Object position labeling entries
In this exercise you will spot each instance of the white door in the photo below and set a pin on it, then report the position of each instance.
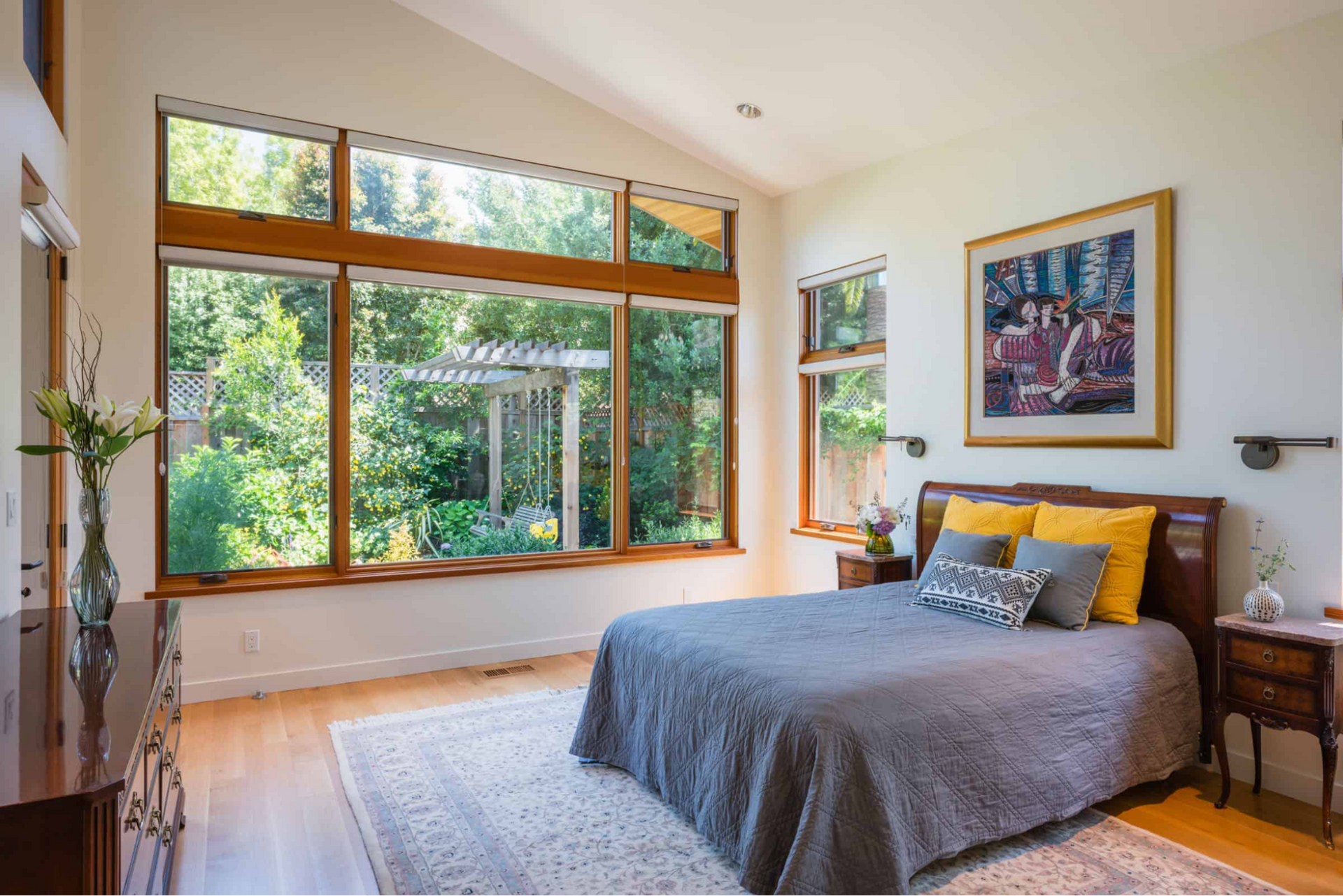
(35, 474)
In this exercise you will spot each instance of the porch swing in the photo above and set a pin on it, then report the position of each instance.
(537, 511)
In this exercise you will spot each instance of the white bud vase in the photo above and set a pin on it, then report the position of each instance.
(1264, 604)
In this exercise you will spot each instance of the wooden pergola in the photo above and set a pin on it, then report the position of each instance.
(493, 366)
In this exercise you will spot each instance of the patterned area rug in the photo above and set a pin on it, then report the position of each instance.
(484, 799)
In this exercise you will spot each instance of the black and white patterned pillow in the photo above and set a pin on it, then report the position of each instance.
(989, 594)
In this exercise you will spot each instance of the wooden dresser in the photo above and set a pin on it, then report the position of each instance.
(858, 569)
(1280, 675)
(90, 795)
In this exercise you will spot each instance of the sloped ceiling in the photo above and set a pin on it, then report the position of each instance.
(849, 83)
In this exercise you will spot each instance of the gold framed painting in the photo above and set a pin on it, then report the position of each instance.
(1068, 329)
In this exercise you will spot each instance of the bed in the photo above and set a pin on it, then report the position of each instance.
(839, 742)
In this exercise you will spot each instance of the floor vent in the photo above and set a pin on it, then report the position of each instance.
(508, 671)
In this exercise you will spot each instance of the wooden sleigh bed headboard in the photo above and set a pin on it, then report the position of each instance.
(1179, 585)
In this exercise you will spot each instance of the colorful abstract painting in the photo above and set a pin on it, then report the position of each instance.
(1058, 329)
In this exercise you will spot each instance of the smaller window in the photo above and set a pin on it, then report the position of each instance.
(246, 169)
(677, 445)
(678, 234)
(851, 312)
(432, 199)
(848, 462)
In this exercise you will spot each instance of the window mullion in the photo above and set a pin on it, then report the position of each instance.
(340, 374)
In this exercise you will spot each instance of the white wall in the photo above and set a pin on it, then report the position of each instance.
(1251, 141)
(29, 131)
(374, 66)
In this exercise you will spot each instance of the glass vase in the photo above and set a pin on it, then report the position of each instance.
(880, 546)
(94, 583)
(1264, 604)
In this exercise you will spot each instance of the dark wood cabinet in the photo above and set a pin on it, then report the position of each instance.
(90, 794)
(1280, 675)
(858, 569)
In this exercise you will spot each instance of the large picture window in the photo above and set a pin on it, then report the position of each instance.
(480, 425)
(844, 394)
(388, 360)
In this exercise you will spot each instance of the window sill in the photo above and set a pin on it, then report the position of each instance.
(407, 573)
(849, 538)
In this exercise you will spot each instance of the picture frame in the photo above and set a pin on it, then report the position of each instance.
(1070, 329)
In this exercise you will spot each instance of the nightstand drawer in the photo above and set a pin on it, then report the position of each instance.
(1272, 695)
(1277, 659)
(853, 570)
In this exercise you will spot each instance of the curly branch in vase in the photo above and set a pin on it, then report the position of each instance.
(93, 427)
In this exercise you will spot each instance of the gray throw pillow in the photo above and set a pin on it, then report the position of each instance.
(985, 592)
(1067, 599)
(982, 550)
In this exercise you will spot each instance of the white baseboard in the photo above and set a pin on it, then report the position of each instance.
(320, 676)
(1306, 786)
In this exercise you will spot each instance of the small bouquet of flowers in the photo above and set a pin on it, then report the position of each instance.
(877, 522)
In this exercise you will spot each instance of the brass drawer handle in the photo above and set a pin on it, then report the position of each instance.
(136, 811)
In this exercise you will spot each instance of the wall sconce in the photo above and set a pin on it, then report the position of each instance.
(1260, 452)
(914, 445)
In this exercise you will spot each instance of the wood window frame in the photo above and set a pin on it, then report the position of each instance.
(809, 398)
(334, 241)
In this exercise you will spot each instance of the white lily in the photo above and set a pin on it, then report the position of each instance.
(113, 417)
(148, 418)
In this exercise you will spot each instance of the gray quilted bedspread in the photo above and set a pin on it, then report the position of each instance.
(839, 742)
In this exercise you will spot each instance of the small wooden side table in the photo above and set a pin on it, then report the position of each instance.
(1280, 675)
(858, 569)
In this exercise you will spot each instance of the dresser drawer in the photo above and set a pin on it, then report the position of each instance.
(857, 571)
(1299, 662)
(1274, 695)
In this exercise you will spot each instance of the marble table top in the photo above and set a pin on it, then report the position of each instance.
(1325, 633)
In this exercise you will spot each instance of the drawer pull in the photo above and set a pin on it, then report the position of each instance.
(134, 813)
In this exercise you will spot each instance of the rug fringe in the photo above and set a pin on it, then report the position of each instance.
(449, 710)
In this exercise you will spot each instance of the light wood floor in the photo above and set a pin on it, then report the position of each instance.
(267, 811)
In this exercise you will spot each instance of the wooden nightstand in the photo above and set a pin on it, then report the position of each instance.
(1280, 675)
(858, 570)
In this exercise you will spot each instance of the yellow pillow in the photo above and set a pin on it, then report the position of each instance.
(991, 518)
(1127, 529)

* **EXERCISE REQUIREMENTS**
Print the line containing "the small wooden" and every line after it to the end of the records above, exactly as written, and nothing else.

* **SOLUTION TO THE PROBLEM**
In this exercise you will spot each instance of the small wooden side table in the photo above and set a pin on it, then report the position of each instance.
(1280, 675)
(858, 569)
In this exercise you will spot each instance of the dresser drawer in the photo above and set a pin on it, then report the position of each instance.
(857, 571)
(1299, 662)
(1274, 695)
In this exercise you will spot each instance of the marble table top in the photo above and set a pin on it, then report the position of each instance.
(1325, 633)
In this exercise you will spot each instance of the drawer pull in the photo above and set a pin on it, then report the position of each instance.
(134, 813)
In this exercise you will spot each instance of the rug fringe in the photo above and set a pin on it, then report the position of each instance.
(449, 710)
In this exercise you will spot each instance of the light wood floor in the photo above and set a pin on it, then report the position of each instance.
(267, 811)
In this exercise you will spot each instance of the wooden nightstand in the photo above and set a pin on it, then report the position of each instance.
(1280, 675)
(858, 570)
In this exercise you will spot each instance of the yellow pillow in the photo above and set a pin on it, then report the position of each instance.
(991, 518)
(1127, 529)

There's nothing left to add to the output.